* _ASSIGNMENT_:
When the line containing "target = beige shorts" appears in the data below, begin copying there and stop only after the line containing "sample = <point>7,373</point>".

* _DATASET EXTRACT_:
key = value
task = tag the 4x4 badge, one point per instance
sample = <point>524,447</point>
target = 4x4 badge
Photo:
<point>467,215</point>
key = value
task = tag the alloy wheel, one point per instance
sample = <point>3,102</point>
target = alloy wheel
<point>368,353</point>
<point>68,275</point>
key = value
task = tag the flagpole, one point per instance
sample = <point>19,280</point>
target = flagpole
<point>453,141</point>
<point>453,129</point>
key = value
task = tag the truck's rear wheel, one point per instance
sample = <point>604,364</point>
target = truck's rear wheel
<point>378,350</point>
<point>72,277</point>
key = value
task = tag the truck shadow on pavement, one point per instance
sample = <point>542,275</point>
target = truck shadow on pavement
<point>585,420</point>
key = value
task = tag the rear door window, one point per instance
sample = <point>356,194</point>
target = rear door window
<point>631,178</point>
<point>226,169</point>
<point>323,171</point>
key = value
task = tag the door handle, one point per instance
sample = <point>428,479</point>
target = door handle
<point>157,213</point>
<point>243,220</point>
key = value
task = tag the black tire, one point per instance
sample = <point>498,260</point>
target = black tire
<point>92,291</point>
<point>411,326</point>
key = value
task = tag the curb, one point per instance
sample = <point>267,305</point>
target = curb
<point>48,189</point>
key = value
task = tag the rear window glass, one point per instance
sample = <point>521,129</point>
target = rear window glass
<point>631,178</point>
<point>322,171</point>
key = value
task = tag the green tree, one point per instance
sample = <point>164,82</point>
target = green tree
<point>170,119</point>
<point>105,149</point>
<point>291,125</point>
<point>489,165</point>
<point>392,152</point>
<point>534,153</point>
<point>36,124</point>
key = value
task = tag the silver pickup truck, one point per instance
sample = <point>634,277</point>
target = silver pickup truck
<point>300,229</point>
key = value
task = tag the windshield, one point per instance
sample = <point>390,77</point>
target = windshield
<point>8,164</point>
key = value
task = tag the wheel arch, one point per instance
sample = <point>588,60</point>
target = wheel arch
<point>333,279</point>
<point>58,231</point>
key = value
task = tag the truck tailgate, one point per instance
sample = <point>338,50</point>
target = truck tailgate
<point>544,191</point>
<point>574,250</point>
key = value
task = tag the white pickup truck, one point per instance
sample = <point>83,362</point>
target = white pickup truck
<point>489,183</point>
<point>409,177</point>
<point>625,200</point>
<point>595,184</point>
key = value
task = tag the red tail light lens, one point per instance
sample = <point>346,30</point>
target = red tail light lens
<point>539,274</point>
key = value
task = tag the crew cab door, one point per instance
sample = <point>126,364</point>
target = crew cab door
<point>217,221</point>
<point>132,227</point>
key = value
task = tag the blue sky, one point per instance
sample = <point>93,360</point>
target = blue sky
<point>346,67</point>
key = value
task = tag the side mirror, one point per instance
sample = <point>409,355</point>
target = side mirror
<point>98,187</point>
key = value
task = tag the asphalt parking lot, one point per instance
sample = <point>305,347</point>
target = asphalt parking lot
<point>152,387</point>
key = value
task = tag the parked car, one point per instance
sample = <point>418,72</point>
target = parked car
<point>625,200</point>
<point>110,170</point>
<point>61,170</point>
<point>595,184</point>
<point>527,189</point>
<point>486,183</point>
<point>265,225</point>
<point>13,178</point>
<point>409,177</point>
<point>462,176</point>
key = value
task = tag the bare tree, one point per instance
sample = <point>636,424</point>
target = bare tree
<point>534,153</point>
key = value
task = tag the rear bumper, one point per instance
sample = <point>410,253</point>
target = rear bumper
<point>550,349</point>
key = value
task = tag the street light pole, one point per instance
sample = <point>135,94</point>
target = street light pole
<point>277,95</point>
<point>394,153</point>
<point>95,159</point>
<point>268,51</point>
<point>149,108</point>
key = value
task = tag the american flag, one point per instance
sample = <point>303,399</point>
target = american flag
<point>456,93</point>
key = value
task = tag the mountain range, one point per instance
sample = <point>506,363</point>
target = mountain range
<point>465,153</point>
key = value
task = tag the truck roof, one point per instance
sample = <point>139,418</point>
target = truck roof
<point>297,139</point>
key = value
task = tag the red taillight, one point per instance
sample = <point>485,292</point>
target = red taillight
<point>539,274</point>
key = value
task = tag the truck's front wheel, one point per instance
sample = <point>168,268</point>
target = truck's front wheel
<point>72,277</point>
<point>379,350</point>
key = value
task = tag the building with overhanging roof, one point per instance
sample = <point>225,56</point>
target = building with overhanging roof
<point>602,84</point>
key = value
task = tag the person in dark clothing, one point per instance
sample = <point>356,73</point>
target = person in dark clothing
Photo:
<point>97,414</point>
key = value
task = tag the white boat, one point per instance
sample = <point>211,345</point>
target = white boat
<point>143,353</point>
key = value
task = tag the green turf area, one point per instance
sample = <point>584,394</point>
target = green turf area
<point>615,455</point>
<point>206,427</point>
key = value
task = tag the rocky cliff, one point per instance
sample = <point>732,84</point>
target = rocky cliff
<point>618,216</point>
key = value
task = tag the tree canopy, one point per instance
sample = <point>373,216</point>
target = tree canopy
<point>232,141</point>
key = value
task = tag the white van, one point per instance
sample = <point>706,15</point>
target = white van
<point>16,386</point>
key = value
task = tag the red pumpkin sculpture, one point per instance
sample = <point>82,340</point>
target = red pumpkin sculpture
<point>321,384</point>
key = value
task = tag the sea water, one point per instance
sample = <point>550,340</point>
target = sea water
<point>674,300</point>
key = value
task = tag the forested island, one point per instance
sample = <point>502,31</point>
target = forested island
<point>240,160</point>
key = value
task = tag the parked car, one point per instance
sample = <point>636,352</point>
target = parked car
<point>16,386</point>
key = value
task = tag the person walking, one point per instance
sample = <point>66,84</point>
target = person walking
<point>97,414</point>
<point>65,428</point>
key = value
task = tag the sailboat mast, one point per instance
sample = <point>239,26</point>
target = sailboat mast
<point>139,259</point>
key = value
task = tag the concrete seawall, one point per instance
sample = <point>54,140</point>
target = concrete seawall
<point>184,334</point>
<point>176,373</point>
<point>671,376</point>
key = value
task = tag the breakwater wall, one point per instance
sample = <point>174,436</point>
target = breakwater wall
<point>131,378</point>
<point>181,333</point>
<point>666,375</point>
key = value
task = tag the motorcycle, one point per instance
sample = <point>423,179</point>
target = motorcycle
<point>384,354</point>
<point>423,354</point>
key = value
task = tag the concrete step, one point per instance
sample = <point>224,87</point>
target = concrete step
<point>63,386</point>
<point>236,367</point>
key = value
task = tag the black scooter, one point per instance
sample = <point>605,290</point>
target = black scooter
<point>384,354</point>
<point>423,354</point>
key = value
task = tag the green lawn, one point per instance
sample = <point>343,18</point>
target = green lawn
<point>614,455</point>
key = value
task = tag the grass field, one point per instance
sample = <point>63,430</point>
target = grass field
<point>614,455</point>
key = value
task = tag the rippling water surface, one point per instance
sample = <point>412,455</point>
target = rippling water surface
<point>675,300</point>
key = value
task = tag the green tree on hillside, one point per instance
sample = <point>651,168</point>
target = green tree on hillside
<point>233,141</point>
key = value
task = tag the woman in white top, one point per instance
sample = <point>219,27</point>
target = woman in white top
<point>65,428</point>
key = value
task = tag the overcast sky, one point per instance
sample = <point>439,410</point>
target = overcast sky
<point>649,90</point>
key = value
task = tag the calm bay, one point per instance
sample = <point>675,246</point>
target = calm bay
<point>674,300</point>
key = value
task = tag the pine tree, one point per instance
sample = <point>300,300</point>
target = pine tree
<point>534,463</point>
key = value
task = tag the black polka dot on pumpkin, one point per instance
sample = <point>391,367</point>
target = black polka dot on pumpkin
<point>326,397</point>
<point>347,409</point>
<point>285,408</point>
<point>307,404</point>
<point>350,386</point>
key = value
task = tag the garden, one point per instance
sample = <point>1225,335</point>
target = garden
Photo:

* * *

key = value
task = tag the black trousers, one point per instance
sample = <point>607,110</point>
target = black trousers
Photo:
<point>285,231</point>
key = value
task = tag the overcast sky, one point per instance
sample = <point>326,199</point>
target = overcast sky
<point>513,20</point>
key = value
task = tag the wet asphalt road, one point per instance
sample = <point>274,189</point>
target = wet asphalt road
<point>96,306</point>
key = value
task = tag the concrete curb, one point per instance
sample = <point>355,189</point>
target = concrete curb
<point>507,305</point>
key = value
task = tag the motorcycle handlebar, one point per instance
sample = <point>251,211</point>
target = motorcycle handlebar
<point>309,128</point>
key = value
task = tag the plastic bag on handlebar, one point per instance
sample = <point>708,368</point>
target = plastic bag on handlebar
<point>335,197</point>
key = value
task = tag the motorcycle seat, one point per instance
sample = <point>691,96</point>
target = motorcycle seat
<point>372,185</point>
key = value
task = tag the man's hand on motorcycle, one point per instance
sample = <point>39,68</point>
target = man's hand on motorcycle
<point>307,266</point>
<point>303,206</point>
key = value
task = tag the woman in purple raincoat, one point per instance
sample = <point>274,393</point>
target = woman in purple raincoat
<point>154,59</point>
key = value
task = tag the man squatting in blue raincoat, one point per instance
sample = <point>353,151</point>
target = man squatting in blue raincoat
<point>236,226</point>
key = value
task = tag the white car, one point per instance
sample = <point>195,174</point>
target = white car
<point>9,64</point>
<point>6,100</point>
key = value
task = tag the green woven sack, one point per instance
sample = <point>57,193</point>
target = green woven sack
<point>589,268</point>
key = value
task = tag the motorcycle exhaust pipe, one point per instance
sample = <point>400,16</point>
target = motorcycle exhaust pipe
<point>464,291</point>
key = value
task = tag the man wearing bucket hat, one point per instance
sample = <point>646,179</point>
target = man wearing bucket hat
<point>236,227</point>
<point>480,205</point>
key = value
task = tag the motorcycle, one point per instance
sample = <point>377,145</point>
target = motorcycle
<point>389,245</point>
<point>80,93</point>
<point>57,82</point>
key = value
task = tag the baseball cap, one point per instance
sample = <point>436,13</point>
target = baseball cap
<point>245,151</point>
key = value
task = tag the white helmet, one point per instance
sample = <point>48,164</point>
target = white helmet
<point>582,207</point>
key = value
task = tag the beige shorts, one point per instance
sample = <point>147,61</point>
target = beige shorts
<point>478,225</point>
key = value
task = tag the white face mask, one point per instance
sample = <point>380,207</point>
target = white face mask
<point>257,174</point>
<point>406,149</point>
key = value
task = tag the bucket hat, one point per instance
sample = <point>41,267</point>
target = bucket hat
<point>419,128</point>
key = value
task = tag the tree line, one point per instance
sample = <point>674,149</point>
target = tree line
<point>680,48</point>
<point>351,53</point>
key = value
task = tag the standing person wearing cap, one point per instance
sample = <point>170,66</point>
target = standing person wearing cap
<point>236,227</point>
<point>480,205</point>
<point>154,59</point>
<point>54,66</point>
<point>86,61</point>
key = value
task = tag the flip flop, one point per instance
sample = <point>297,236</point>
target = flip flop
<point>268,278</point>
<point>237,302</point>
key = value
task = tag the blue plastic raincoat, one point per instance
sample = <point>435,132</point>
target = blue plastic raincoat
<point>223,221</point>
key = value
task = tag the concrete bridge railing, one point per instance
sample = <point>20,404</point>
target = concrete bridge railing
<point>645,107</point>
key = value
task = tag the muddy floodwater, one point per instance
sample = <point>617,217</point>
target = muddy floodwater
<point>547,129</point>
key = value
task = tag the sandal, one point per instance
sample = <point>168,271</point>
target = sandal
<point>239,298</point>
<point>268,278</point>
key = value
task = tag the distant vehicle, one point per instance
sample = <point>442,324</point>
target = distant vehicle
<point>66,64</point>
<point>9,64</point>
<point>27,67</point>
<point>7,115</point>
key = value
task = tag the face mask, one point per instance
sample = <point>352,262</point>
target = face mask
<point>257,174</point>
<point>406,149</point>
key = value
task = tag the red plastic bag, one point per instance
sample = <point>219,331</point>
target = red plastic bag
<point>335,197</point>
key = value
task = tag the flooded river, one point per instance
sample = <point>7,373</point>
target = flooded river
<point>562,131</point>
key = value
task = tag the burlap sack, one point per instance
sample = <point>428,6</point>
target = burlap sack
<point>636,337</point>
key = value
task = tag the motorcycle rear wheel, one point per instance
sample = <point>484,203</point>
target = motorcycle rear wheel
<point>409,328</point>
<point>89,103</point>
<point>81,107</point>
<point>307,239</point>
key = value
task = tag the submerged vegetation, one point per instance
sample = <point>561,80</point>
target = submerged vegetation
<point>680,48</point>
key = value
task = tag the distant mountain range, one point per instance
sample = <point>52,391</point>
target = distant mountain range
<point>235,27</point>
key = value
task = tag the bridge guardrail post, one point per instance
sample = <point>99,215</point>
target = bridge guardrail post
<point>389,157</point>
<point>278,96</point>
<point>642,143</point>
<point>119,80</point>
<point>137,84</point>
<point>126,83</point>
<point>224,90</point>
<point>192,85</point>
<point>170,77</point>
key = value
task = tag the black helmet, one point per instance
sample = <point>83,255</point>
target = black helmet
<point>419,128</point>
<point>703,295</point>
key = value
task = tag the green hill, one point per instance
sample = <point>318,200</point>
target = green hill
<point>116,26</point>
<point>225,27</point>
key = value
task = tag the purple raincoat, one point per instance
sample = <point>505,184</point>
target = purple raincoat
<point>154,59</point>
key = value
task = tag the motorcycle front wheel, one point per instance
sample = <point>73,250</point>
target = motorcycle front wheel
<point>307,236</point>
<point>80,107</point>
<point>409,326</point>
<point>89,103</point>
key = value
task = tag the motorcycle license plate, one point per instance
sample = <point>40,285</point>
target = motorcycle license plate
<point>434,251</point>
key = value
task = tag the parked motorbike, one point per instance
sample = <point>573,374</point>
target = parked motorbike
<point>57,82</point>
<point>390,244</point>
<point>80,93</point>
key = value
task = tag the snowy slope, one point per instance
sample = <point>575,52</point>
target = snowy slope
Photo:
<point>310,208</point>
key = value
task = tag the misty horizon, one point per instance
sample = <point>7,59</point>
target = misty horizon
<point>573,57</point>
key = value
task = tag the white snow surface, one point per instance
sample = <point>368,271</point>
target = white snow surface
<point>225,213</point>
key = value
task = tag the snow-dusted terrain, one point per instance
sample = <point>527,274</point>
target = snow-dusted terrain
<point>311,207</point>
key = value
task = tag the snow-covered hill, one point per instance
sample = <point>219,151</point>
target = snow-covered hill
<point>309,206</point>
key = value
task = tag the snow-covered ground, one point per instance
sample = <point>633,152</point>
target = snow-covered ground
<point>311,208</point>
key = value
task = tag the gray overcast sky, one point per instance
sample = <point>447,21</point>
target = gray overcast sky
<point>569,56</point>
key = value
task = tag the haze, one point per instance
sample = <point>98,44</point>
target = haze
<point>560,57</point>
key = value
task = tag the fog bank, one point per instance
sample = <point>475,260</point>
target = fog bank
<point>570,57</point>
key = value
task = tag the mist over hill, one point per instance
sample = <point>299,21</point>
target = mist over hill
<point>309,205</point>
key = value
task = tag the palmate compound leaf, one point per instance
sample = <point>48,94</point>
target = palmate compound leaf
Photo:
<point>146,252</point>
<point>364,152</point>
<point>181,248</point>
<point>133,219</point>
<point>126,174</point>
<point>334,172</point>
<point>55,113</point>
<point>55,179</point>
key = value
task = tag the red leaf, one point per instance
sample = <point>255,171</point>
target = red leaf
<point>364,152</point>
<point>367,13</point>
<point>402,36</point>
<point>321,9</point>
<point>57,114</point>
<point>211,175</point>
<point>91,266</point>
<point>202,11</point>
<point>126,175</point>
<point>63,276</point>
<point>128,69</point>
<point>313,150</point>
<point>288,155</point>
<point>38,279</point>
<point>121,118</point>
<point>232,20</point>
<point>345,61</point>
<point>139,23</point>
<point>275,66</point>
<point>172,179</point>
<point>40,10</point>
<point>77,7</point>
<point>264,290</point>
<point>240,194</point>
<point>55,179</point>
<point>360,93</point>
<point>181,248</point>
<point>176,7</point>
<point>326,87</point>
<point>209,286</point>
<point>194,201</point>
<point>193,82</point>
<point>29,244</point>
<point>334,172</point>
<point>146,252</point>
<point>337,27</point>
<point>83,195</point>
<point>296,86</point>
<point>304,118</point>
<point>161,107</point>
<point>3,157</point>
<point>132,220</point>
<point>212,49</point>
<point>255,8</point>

* _ANSWER SPACE_:
target = beige shorts
<point>478,225</point>
key = value
task = tag the white face mask, one point per instance
sample = <point>380,207</point>
target = white face mask
<point>257,174</point>
<point>406,149</point>
key = value
task = tag the bucket hat, one point per instance
sample = <point>41,267</point>
target = bucket hat
<point>419,128</point>
key = value
task = tag the tree line, one point per instance
sample = <point>674,149</point>
target = tree line
<point>680,48</point>
<point>351,53</point>
key = value
task = tag the standing person wearing cap, one point per instance
sample = <point>170,66</point>
target = standing person wearing cap
<point>236,227</point>
<point>480,205</point>
<point>154,59</point>
<point>54,66</point>
<point>86,61</point>
key = value
task = tag the flip flop, one point per instance
sample = <point>297,236</point>
target = flip flop
<point>268,278</point>
<point>237,302</point>
key = value
task = tag the blue plastic raincoat, one point per instance
sample = <point>435,132</point>
target = blue plastic raincoat
<point>223,221</point>
key = value
task = tag the concrete bridge railing, one point per instance
sample = <point>20,404</point>
target = concrete bridge railing
<point>645,107</point>
key = value
task = tag the muddy floodwater, one point per instance
sample = <point>617,217</point>
target = muddy floodwater
<point>547,129</point>
key = value
task = tag the sandal, one point per instance
sample = <point>168,271</point>
target = sandal
<point>239,298</point>
<point>268,278</point>
key = value
task = tag the distant vehicle, one point per instance
sample = <point>442,324</point>
target = distant vehicle
<point>66,64</point>
<point>9,64</point>
<point>27,67</point>
<point>7,115</point>
key = value
task = tag the face mask, one point per instance
sample = <point>352,262</point>
target = face mask
<point>257,174</point>
<point>406,149</point>
key = value
task = tag the red plastic bag, one point per instance
sample = <point>219,331</point>
target = red plastic bag
<point>335,197</point>
key = value
task = tag the flooded river, one point per instance
sample = <point>7,373</point>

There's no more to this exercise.